Word for word, repeat the lines of the records from the one containing "Target: urn pedestal base" through the last line, both included.

Entries taken from a collection
* Begin *

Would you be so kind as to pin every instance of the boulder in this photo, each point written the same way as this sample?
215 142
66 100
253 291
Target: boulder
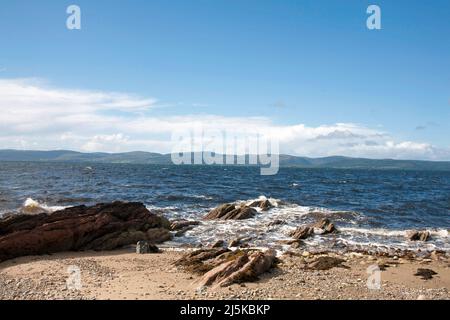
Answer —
418 235
302 232
275 223
231 212
100 227
425 274
221 267
263 204
235 242
182 224
325 263
218 244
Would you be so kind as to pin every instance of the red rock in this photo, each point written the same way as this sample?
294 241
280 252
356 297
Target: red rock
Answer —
100 227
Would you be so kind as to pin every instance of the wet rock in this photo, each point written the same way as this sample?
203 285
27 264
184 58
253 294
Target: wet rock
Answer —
302 232
323 226
326 263
100 227
263 204
143 247
235 242
231 212
275 223
425 274
182 224
218 244
418 235
181 232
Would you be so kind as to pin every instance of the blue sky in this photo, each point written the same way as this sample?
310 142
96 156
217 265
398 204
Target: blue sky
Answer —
275 64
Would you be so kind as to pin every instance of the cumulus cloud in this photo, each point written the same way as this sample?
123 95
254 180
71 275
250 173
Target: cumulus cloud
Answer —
37 116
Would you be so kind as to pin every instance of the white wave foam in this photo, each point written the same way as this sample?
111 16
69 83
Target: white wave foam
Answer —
31 207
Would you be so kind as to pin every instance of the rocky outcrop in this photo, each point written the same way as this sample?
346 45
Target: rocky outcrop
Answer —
100 227
218 244
231 212
177 225
221 267
418 235
323 226
263 204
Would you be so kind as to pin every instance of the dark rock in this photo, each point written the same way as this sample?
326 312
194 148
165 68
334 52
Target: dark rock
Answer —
235 242
425 274
302 232
323 226
275 223
231 212
100 227
418 235
143 247
181 232
218 244
263 204
182 224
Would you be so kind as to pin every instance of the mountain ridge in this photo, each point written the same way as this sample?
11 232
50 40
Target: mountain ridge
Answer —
143 157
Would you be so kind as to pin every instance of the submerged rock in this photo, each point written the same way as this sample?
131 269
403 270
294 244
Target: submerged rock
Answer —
231 212
323 226
418 235
262 204
100 227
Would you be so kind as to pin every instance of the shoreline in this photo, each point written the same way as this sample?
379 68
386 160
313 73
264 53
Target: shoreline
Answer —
123 274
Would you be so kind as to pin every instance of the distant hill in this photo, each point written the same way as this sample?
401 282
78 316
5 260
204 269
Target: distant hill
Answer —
140 157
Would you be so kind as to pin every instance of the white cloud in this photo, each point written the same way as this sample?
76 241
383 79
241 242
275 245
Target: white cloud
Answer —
36 116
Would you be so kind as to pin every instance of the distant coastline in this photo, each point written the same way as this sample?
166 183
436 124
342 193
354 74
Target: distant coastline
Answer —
141 157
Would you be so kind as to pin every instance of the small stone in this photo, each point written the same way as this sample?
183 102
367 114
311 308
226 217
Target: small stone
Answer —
143 247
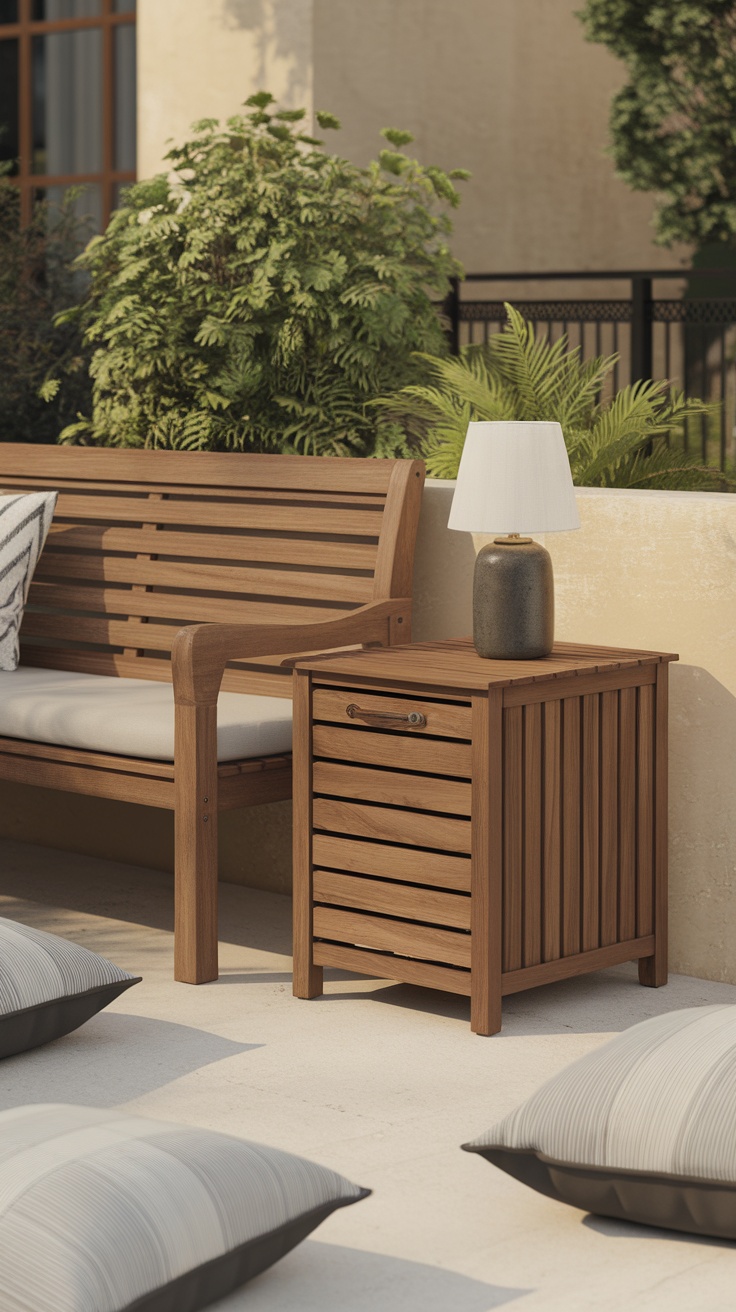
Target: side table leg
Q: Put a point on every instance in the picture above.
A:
(652, 970)
(487, 857)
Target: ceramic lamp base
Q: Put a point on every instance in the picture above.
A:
(513, 601)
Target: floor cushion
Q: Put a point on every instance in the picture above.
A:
(24, 524)
(50, 985)
(642, 1128)
(130, 717)
(102, 1211)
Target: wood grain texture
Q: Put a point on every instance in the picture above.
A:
(382, 966)
(513, 839)
(391, 787)
(450, 947)
(408, 865)
(654, 968)
(307, 976)
(551, 837)
(386, 824)
(442, 720)
(385, 898)
(399, 751)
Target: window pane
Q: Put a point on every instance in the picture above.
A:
(125, 97)
(67, 102)
(9, 101)
(47, 11)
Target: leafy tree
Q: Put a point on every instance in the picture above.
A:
(672, 123)
(37, 281)
(517, 375)
(260, 295)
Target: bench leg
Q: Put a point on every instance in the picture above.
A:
(196, 845)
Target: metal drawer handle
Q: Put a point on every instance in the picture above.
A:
(413, 718)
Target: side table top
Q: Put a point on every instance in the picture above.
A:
(454, 663)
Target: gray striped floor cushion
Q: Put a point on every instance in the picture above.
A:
(642, 1128)
(24, 524)
(101, 1211)
(49, 987)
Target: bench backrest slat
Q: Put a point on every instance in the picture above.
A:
(143, 542)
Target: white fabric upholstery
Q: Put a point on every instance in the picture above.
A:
(130, 717)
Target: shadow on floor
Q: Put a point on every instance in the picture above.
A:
(114, 1058)
(328, 1278)
(614, 1228)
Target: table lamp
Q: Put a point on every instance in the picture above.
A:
(513, 479)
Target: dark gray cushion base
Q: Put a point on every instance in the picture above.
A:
(37, 1025)
(215, 1279)
(672, 1202)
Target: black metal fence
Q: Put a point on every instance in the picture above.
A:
(688, 337)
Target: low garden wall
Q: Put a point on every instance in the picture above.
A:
(651, 570)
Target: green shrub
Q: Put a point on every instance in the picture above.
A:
(260, 295)
(37, 281)
(630, 441)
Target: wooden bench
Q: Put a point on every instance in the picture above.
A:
(205, 570)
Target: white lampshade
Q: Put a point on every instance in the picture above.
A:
(514, 478)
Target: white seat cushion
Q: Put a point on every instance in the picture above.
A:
(130, 717)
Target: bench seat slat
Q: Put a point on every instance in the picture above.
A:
(207, 577)
(285, 517)
(243, 547)
(186, 610)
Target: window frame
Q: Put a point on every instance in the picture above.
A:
(108, 177)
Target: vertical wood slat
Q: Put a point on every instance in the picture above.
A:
(551, 853)
(571, 707)
(609, 818)
(531, 913)
(627, 814)
(307, 980)
(487, 857)
(513, 846)
(591, 821)
(644, 810)
(654, 970)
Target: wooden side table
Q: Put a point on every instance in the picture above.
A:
(479, 825)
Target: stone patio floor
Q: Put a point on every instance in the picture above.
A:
(377, 1080)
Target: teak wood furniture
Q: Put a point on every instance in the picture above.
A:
(479, 825)
(201, 568)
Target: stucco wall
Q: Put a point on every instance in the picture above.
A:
(505, 88)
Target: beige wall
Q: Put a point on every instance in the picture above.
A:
(507, 88)
(204, 58)
(651, 570)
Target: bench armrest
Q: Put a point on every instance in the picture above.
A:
(200, 652)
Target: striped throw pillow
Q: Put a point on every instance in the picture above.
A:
(642, 1128)
(24, 524)
(49, 987)
(101, 1211)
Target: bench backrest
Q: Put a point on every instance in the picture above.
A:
(143, 542)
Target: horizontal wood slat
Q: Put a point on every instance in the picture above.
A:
(358, 522)
(362, 930)
(185, 609)
(392, 749)
(390, 899)
(403, 863)
(381, 966)
(196, 469)
(209, 577)
(442, 719)
(391, 787)
(387, 825)
(215, 546)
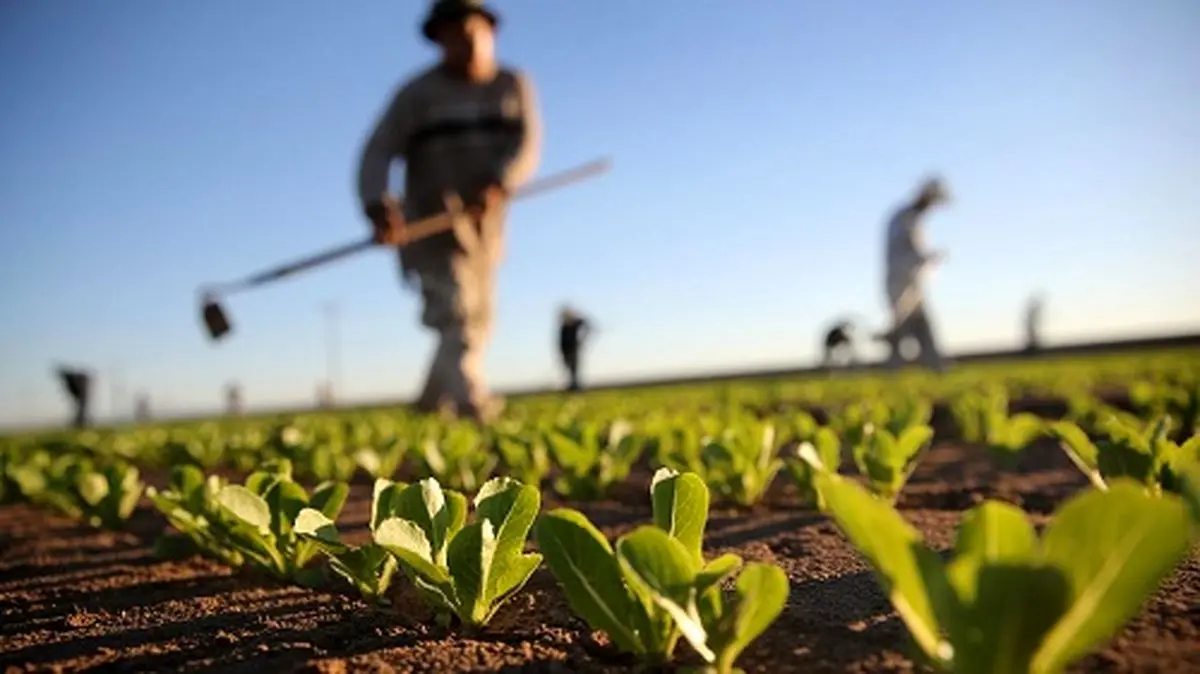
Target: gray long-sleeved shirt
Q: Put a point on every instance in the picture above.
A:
(906, 253)
(453, 136)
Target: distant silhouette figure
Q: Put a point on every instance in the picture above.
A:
(573, 331)
(1033, 324)
(142, 408)
(77, 384)
(907, 259)
(233, 399)
(839, 344)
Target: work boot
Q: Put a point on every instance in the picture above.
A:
(485, 413)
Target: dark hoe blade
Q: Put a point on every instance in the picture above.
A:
(215, 320)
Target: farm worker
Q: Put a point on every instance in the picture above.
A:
(1033, 323)
(573, 330)
(78, 386)
(469, 130)
(907, 259)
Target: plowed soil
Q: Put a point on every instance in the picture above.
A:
(75, 599)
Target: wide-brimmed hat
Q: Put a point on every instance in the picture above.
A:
(934, 191)
(455, 10)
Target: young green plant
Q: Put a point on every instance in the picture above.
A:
(463, 570)
(654, 584)
(1008, 602)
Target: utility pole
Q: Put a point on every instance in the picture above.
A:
(333, 360)
(117, 391)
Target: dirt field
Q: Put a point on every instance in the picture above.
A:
(75, 599)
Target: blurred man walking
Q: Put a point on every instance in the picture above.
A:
(573, 330)
(471, 128)
(907, 260)
(78, 386)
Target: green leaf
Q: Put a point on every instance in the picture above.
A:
(993, 533)
(1115, 547)
(406, 540)
(384, 500)
(1080, 450)
(583, 564)
(660, 572)
(717, 571)
(469, 559)
(312, 523)
(511, 507)
(329, 498)
(761, 596)
(246, 506)
(904, 567)
(93, 488)
(1000, 626)
(286, 500)
(681, 509)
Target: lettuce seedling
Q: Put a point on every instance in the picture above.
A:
(1008, 602)
(190, 505)
(1146, 456)
(678, 446)
(825, 445)
(457, 455)
(983, 419)
(525, 456)
(592, 457)
(465, 570)
(654, 585)
(367, 567)
(257, 518)
(742, 464)
(382, 459)
(887, 461)
(109, 494)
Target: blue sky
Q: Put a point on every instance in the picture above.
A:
(153, 146)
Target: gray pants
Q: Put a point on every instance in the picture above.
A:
(457, 293)
(916, 326)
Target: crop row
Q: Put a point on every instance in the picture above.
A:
(1006, 601)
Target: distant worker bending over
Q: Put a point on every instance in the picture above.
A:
(469, 128)
(907, 262)
(78, 386)
(573, 331)
(1033, 324)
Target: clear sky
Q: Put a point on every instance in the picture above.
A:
(148, 148)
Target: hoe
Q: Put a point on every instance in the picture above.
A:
(217, 322)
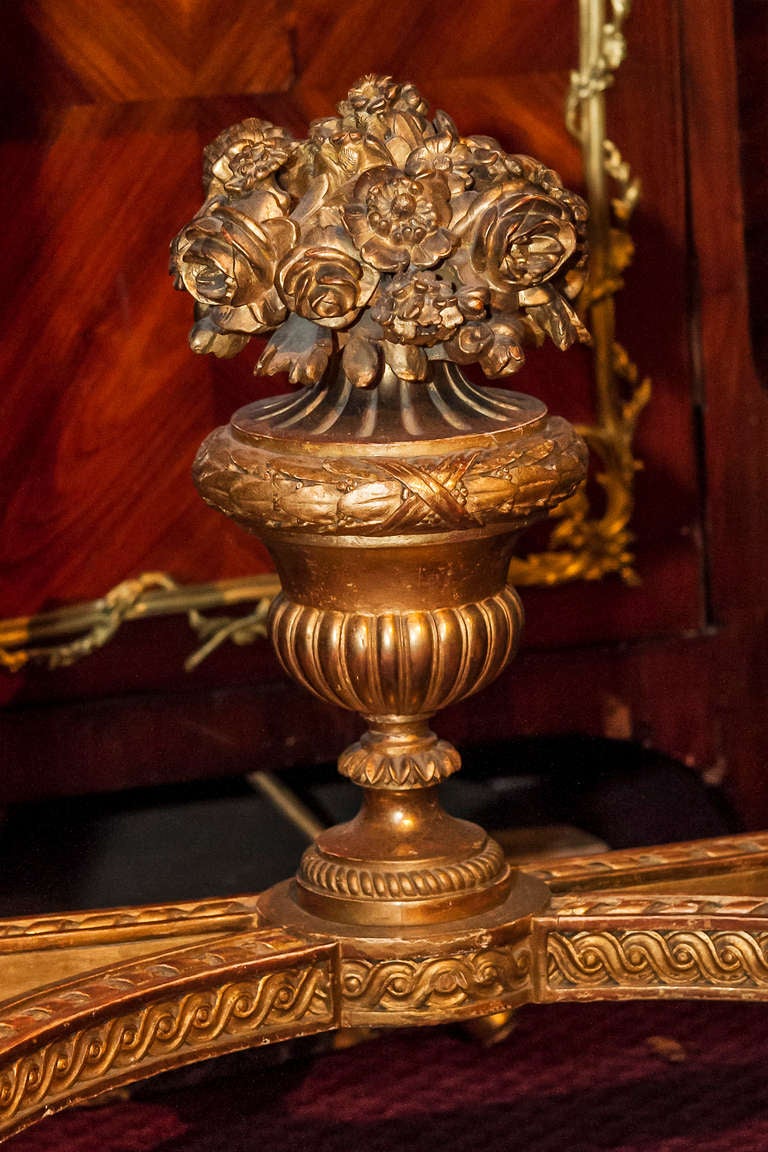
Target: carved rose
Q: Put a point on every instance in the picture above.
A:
(519, 240)
(386, 240)
(324, 282)
(228, 257)
(245, 154)
(423, 309)
(397, 220)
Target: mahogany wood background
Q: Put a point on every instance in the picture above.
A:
(103, 404)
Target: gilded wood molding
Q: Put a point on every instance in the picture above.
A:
(203, 978)
(583, 544)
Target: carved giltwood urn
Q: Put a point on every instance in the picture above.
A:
(381, 255)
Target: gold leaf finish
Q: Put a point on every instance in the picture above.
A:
(431, 985)
(658, 960)
(397, 662)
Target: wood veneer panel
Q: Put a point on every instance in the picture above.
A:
(158, 50)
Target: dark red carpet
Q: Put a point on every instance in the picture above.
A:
(629, 1077)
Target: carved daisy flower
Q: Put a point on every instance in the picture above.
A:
(396, 219)
(245, 154)
(375, 95)
(445, 153)
(421, 308)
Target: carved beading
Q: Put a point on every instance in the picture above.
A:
(435, 984)
(393, 881)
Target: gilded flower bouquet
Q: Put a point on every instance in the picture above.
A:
(385, 237)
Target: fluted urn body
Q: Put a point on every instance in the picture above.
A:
(381, 255)
(390, 518)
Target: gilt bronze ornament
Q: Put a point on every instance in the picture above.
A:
(381, 255)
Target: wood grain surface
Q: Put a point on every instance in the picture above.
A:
(103, 404)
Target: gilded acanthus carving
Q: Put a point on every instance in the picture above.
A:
(386, 237)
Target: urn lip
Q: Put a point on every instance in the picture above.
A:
(334, 418)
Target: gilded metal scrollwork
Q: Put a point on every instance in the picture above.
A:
(584, 545)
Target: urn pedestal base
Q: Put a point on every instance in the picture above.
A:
(392, 518)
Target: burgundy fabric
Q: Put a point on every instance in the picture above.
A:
(625, 1077)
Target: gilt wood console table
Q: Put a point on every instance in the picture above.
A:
(381, 256)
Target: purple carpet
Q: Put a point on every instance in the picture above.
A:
(628, 1077)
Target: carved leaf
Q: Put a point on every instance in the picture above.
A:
(299, 348)
(362, 362)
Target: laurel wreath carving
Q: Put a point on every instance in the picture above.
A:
(654, 959)
(336, 495)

* End *

**PROBLEM SOLUTION:**
Target: urn pedestal base
Q: Put a point on every instance in the picture above.
A:
(392, 518)
Target: burgundy fabric
Q: Put a point on every instance in the picture above.
A:
(625, 1077)
Target: gilt wood console table
Q: Put a point on every instance in the picture above.
A:
(381, 256)
Target: purple carpet
Q: Put a point on every instance in the picture above.
A:
(628, 1077)
Target: carved leaf
Q: Put a point on every instance in the picture above.
A:
(299, 348)
(362, 362)
Target: laurel wreath carving
Q: Put a point on every instance in the picture above.
A:
(654, 959)
(336, 495)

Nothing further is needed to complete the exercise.